[Task to complete]
Could you return each of the following lines verbatim, omitting any pictures from your answer?

· · · · ·

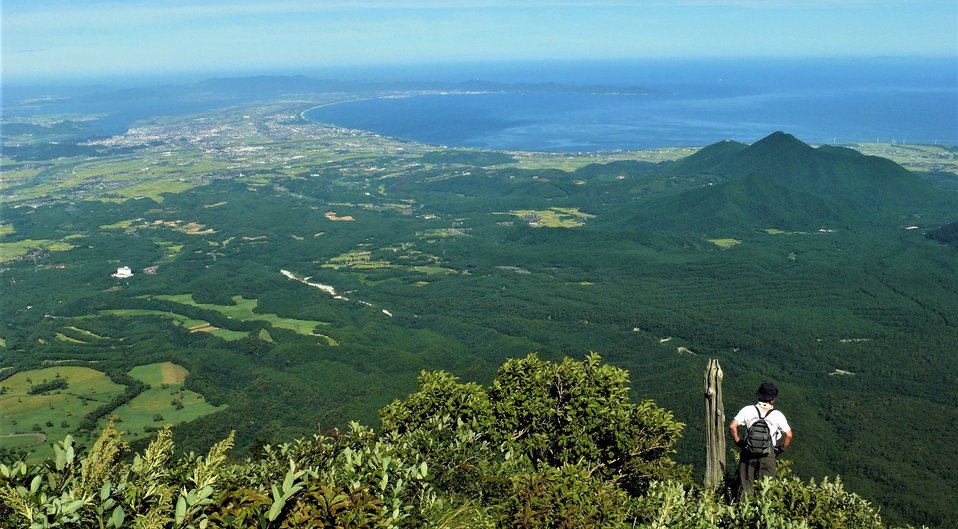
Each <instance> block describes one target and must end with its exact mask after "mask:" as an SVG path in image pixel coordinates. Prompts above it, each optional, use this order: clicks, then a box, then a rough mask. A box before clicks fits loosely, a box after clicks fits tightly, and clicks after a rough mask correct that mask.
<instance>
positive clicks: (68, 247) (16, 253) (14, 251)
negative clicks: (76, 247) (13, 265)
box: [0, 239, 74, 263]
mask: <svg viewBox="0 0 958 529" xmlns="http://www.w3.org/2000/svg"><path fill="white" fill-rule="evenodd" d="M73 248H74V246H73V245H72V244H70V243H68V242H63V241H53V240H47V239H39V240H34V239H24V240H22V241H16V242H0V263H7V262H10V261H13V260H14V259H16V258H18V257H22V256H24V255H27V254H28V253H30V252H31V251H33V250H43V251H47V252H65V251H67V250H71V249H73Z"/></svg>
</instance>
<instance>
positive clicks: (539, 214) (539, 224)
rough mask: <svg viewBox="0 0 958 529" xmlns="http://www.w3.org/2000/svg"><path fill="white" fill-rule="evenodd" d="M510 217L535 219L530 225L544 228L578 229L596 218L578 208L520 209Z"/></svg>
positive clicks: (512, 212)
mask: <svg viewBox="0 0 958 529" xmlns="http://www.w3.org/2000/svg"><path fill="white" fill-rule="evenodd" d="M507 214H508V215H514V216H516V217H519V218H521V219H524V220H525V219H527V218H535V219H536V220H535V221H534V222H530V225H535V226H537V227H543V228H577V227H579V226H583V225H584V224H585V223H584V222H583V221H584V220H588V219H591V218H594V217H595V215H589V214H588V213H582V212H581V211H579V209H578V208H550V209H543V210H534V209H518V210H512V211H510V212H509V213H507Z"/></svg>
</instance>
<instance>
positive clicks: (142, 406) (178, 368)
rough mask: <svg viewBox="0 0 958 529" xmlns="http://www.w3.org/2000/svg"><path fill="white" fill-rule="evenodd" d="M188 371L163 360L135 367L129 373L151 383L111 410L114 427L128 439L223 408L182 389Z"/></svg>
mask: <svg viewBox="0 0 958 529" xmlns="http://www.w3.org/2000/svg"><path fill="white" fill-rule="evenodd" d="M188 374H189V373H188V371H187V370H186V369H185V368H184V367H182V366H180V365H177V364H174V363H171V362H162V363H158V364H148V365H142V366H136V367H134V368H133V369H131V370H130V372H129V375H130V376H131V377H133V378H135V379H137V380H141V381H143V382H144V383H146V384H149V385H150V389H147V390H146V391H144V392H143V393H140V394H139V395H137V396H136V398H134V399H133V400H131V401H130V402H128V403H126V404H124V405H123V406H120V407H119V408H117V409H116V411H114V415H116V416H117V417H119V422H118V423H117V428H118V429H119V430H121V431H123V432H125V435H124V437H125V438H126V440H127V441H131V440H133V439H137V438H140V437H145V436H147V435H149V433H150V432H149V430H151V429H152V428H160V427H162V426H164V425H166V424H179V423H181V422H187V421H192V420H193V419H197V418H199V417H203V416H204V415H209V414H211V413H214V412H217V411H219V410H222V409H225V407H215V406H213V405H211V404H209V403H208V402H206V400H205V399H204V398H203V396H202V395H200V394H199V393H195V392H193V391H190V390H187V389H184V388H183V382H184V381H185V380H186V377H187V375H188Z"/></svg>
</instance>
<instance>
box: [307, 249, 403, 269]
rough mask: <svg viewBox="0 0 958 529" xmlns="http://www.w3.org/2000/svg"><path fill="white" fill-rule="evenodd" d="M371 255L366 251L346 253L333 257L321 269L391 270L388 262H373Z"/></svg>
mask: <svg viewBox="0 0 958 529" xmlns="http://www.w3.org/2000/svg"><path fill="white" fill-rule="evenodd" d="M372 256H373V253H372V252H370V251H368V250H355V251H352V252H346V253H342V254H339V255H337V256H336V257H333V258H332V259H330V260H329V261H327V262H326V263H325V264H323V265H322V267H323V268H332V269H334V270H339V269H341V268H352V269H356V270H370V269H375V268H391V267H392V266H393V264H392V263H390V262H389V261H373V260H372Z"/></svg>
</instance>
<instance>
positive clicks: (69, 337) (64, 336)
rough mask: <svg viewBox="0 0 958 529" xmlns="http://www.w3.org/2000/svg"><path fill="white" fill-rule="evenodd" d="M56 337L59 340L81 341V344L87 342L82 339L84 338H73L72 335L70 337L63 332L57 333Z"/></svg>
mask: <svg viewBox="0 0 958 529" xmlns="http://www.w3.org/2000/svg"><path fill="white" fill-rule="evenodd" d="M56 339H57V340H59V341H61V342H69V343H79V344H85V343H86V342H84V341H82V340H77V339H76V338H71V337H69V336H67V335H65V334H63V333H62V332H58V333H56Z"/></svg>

· · · · ·

[Written response]
Each <instance> block describes one target and must end with its exact mask after "mask:" as an SVG path in image pixel coordinates. Prompts above it, each optional, use this order: clicks, then a box, then a rough mask. A box before clicks fits loosely, a box after clicks fits tightly, and clicks after a rough mask correct that mask.
<instance>
positive clicks: (68, 247) (16, 253) (14, 251)
negative clicks: (76, 247) (13, 265)
box: [0, 239, 74, 263]
mask: <svg viewBox="0 0 958 529" xmlns="http://www.w3.org/2000/svg"><path fill="white" fill-rule="evenodd" d="M73 248H74V246H73V245H72V244H70V243H68V242H63V241H53V240H47V239H39V240H34V239H24V240H22V241H16V242H0V263H7V262H10V261H13V260H14V259H16V258H18V257H22V256H24V255H27V254H28V253H30V252H31V251H33V250H43V251H47V252H65V251H67V250H71V249H73Z"/></svg>
</instance>
<instance>
positive clicks: (539, 214) (539, 224)
rough mask: <svg viewBox="0 0 958 529" xmlns="http://www.w3.org/2000/svg"><path fill="white" fill-rule="evenodd" d="M510 217L535 219L530 225L544 228L578 229L596 218L578 208L520 209Z"/></svg>
positive clicks: (512, 212)
mask: <svg viewBox="0 0 958 529" xmlns="http://www.w3.org/2000/svg"><path fill="white" fill-rule="evenodd" d="M507 214H508V215H514V216H516V217H519V218H521V219H524V220H525V219H527V218H535V219H536V220H535V221H534V222H530V225H535V226H537V227H543V228H577V227H579V226H583V225H584V224H585V223H584V222H583V221H584V220H588V219H591V218H594V217H595V215H589V214H588V213H582V212H581V211H579V209H578V208H550V209H543V210H534V209H518V210H512V211H510V212H509V213H507Z"/></svg>
</instance>
<instance>
positive clicks: (142, 406) (178, 368)
rough mask: <svg viewBox="0 0 958 529" xmlns="http://www.w3.org/2000/svg"><path fill="white" fill-rule="evenodd" d="M188 371L163 360L135 367L129 373L151 383L111 410L114 427L128 439L223 408L182 389Z"/></svg>
mask: <svg viewBox="0 0 958 529" xmlns="http://www.w3.org/2000/svg"><path fill="white" fill-rule="evenodd" d="M188 374H189V373H188V371H187V370H186V369H185V368H184V367H182V366H180V365H177V364H174V363H171V362H162V363H158V364H148V365H142V366H136V367H134V368H133V369H131V370H130V372H129V375H130V376H131V377H133V378H135V379H137V380H141V381H143V382H144V383H146V384H149V385H150V389H147V390H146V391H144V392H143V393H140V394H139V395H137V396H136V398H134V399H133V400H131V401H130V402H128V403H126V404H124V405H123V406H120V407H119V408H117V409H116V411H114V415H116V416H117V417H119V422H118V423H117V428H118V429H119V430H121V431H123V432H125V435H124V437H125V438H126V440H127V441H131V440H133V439H137V438H140V437H145V436H147V435H149V433H150V432H149V430H151V429H152V428H160V427H162V426H164V425H166V424H179V423H181V422H187V421H192V420H193V419H197V418H199V417H203V416H204V415H209V414H211V413H214V412H217V411H219V410H222V409H225V407H215V406H213V405H211V404H209V403H208V402H206V400H205V399H204V398H203V396H202V395H200V394H199V393H195V392H193V391H190V390H187V389H184V388H183V382H184V381H185V380H186V377H187V375H188Z"/></svg>
</instance>
<instance>
box: [307, 249, 403, 269]
rough mask: <svg viewBox="0 0 958 529" xmlns="http://www.w3.org/2000/svg"><path fill="white" fill-rule="evenodd" d="M371 255L366 251L346 253L333 257L321 269L391 270L388 262H373Z"/></svg>
mask: <svg viewBox="0 0 958 529" xmlns="http://www.w3.org/2000/svg"><path fill="white" fill-rule="evenodd" d="M372 256H373V253H372V252H370V251H368V250H355V251H352V252H346V253H342V254H339V255H337V256H336V257H333V258H332V259H330V260H329V261H327V262H326V263H325V264H323V265H322V267H323V268H332V269H334V270H339V269H341V268H352V269H356V270H370V269H375V268H391V267H392V266H393V264H392V263H390V262H389V261H373V260H372Z"/></svg>
</instance>
<instance>
positive clicks: (69, 337) (64, 336)
rough mask: <svg viewBox="0 0 958 529" xmlns="http://www.w3.org/2000/svg"><path fill="white" fill-rule="evenodd" d="M56 337L59 340L81 341V344L87 342L82 339L84 338H73L72 335L70 337L63 332L57 333Z"/></svg>
mask: <svg viewBox="0 0 958 529" xmlns="http://www.w3.org/2000/svg"><path fill="white" fill-rule="evenodd" d="M56 339H57V340H59V341H61V342H69V343H79V344H85V343H86V342H84V341H82V340H77V339H76V338H71V337H69V336H67V335H65V334H63V333H62V332H58V333H56Z"/></svg>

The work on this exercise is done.